* **RECORDS SUPPLIED**
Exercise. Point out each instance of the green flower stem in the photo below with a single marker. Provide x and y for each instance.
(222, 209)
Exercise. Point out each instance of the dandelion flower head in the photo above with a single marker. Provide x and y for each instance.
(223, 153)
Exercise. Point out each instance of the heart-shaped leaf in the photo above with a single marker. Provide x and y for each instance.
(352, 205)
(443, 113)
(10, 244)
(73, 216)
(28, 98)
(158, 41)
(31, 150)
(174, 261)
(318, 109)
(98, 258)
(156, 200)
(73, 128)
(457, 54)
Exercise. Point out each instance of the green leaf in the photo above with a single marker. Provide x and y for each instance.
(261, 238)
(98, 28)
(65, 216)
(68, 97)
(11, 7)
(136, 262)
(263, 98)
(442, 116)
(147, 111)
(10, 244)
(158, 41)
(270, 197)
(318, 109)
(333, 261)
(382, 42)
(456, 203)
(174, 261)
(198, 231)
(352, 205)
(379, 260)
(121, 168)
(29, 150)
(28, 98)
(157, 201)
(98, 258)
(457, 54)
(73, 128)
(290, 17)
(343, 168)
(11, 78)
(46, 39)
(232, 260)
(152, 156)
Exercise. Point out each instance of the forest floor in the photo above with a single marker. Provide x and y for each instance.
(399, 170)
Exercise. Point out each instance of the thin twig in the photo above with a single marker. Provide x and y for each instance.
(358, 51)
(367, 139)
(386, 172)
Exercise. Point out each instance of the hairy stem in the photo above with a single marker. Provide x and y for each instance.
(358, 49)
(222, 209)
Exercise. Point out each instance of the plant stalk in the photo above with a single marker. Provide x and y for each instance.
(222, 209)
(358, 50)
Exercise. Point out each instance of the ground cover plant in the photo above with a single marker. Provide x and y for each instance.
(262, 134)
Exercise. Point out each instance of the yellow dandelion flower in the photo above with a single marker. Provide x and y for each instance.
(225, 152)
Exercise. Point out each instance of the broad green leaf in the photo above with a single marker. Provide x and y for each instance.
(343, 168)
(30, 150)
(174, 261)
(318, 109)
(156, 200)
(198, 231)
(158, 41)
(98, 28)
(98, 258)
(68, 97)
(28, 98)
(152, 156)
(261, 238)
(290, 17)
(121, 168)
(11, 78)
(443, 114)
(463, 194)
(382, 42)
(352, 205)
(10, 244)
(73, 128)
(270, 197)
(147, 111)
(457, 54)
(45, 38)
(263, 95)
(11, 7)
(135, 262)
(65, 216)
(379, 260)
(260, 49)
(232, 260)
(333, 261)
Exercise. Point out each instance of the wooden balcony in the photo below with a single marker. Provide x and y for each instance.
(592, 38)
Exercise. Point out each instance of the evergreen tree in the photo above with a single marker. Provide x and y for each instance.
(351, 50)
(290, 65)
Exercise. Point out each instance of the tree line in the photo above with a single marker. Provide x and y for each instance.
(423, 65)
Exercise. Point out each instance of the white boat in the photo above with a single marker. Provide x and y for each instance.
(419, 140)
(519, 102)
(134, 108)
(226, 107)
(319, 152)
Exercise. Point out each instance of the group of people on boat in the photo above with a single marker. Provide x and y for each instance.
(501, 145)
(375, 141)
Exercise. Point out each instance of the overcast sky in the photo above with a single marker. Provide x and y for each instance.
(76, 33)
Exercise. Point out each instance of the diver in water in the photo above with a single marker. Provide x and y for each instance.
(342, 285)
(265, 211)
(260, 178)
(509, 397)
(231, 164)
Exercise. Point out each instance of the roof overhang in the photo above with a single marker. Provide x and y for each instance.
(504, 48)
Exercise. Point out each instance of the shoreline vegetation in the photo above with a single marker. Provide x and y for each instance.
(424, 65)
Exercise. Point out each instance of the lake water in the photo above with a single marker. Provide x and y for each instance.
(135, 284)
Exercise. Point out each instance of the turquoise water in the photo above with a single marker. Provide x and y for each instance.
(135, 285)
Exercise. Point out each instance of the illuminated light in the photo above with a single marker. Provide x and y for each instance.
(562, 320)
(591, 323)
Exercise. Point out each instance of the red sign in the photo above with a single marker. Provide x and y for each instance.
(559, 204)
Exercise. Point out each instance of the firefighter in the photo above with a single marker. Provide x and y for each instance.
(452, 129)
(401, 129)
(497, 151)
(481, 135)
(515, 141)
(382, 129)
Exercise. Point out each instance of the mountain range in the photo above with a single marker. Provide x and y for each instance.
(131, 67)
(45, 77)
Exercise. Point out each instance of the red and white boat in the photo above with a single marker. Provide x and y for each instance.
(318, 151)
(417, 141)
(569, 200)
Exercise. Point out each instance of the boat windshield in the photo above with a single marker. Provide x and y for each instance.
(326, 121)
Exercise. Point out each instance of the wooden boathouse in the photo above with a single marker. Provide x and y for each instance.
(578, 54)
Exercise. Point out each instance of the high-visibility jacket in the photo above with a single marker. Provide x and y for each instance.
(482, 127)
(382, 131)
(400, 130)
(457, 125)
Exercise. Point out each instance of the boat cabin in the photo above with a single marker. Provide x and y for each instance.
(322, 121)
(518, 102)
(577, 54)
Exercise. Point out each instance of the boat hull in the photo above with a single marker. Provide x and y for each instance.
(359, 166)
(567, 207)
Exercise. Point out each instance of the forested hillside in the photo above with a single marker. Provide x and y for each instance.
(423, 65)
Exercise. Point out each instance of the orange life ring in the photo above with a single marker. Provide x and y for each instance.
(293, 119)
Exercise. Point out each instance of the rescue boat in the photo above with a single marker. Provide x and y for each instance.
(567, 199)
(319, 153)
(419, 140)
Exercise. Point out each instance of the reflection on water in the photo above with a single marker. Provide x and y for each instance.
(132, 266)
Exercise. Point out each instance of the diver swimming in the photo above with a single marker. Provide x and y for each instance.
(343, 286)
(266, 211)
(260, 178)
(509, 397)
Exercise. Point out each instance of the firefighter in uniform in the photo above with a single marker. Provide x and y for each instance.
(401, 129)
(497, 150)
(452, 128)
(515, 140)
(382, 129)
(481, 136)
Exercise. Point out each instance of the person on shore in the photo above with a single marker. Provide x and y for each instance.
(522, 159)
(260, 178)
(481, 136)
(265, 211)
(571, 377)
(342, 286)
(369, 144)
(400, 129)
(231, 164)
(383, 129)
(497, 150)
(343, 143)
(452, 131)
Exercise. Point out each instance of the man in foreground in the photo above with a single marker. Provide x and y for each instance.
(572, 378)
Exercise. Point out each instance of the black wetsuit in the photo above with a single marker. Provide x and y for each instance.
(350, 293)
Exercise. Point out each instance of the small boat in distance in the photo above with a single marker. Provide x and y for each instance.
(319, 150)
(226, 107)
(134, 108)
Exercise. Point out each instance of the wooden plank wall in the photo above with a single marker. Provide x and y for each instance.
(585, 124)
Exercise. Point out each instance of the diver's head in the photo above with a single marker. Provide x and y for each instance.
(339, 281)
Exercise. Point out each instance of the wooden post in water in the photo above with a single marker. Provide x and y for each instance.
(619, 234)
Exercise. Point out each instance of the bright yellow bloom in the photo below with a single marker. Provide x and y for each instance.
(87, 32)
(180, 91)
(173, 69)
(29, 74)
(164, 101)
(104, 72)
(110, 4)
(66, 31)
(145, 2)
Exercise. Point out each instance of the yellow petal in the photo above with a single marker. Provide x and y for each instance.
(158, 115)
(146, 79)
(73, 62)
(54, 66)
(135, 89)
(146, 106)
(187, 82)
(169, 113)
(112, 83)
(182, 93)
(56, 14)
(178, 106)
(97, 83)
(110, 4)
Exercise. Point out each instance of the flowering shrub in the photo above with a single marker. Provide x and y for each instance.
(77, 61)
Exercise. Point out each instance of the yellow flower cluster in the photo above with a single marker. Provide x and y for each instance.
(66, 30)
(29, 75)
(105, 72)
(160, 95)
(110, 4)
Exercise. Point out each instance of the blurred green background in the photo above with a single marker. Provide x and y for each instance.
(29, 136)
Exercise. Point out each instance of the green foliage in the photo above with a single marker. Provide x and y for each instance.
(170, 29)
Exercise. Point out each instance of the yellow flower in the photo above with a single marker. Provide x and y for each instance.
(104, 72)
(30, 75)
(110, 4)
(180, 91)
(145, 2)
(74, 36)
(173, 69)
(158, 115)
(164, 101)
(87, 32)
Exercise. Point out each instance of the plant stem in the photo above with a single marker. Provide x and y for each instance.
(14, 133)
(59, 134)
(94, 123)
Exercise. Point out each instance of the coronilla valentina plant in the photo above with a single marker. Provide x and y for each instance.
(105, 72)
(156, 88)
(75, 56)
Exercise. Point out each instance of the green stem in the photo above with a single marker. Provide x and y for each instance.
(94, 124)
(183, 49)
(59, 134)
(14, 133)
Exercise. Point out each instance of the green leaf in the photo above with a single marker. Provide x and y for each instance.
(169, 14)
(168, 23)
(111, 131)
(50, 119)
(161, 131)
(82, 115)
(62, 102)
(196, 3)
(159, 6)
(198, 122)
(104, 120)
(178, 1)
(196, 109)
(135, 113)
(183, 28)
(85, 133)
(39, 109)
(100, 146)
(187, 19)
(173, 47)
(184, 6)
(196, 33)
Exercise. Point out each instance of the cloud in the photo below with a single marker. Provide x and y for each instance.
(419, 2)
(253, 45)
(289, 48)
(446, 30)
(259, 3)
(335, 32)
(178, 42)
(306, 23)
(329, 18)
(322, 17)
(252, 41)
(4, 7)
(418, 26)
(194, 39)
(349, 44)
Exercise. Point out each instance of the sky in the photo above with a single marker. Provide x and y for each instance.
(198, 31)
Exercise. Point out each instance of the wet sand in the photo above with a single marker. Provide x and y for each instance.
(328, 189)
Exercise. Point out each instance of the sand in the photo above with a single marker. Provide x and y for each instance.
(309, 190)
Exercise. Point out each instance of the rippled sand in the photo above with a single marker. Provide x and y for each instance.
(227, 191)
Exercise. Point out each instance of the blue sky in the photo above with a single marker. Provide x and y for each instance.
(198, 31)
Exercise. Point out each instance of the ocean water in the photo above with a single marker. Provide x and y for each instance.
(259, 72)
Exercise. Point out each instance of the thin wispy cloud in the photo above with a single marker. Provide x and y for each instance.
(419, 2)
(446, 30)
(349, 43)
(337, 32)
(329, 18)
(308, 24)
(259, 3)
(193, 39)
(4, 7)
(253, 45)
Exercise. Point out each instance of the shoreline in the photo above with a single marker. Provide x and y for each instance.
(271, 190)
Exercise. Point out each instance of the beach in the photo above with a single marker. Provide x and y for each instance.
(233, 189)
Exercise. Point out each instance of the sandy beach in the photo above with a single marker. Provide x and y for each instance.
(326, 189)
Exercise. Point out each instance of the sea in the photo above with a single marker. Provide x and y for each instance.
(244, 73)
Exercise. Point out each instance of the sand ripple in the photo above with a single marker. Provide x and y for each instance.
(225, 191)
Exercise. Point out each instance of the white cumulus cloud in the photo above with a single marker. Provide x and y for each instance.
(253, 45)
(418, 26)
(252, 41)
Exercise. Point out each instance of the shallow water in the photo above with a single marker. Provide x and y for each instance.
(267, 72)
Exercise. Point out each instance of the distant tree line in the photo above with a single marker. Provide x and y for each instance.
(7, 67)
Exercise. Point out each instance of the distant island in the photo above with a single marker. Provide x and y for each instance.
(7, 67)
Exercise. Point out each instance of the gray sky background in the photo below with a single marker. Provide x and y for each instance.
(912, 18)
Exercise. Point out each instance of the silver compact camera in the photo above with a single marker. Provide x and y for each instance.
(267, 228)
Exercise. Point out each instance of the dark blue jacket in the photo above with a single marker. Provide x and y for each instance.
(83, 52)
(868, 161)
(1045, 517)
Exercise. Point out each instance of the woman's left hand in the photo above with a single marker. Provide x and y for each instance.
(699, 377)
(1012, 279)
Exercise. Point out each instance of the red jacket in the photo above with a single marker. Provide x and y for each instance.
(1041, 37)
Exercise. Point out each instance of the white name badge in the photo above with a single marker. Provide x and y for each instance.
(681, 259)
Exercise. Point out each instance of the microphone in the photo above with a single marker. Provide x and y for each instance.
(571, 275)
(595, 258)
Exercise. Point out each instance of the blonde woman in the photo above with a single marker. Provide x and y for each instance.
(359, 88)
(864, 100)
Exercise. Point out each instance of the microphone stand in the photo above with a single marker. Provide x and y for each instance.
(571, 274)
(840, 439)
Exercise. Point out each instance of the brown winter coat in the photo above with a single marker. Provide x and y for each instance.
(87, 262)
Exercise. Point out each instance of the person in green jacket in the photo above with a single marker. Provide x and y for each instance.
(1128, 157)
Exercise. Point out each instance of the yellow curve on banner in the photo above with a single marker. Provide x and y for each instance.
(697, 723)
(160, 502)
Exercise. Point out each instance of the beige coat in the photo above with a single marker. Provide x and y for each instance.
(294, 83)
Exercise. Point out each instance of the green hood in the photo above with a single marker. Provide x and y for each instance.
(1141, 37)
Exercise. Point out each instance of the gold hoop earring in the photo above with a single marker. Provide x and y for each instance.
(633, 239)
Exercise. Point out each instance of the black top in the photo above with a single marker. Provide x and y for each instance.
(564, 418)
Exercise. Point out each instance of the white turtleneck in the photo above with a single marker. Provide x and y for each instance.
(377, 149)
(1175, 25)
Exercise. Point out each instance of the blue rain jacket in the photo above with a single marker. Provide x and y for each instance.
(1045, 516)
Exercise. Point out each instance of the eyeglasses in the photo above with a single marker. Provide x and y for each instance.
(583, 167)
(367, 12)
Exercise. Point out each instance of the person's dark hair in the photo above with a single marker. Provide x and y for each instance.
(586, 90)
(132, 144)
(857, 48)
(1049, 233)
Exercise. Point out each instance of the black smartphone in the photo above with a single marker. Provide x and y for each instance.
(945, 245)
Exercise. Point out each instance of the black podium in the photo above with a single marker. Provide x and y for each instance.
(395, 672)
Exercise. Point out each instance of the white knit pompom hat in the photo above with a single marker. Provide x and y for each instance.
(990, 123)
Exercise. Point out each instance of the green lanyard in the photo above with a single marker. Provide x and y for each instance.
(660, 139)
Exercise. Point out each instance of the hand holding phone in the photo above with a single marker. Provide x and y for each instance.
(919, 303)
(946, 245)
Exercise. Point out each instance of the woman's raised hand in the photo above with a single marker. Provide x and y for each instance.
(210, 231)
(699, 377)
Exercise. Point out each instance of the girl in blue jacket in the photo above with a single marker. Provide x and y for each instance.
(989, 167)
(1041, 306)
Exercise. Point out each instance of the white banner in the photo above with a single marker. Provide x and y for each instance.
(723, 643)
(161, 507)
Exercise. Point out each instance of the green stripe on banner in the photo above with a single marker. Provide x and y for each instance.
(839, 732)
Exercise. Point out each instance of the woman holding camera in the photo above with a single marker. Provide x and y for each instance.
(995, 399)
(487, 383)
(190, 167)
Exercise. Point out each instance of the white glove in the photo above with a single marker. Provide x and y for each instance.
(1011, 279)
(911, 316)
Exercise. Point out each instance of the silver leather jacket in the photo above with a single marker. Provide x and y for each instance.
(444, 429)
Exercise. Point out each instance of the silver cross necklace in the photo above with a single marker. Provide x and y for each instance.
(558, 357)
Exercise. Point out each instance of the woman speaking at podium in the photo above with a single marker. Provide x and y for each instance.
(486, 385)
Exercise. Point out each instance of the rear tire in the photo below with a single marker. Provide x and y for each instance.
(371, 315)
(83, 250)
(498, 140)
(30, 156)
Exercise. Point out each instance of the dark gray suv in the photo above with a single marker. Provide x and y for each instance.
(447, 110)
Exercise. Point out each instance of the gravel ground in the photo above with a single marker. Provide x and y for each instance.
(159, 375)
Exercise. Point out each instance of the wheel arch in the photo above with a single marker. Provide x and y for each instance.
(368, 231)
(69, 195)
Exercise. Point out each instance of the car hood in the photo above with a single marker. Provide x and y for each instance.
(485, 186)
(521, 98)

* **WORK INSTRUCTIONS**
With the line containing "Exercise. Point out each instance of the dark gray" as the first and the last line of the records as the final one, print exactly the lines in that span.

* **SOLUTION TO THIS TASK**
Exercise. Point out each instance of the dark gray suv in the photo above with a single marker. Provide x and y for each instance.
(447, 110)
Exercise. Point out each instance of the gravel ground in the photo above with a single marker. Provide x and y for each instance.
(159, 375)
Exercise. Point out each instance of the wheel arch in the photo above with a single marker. Provide x and y for each instance.
(368, 231)
(69, 195)
Exercise. Point out each instance of the car hood in the photo above with a single marker. Provide x and y for each instance.
(485, 186)
(521, 98)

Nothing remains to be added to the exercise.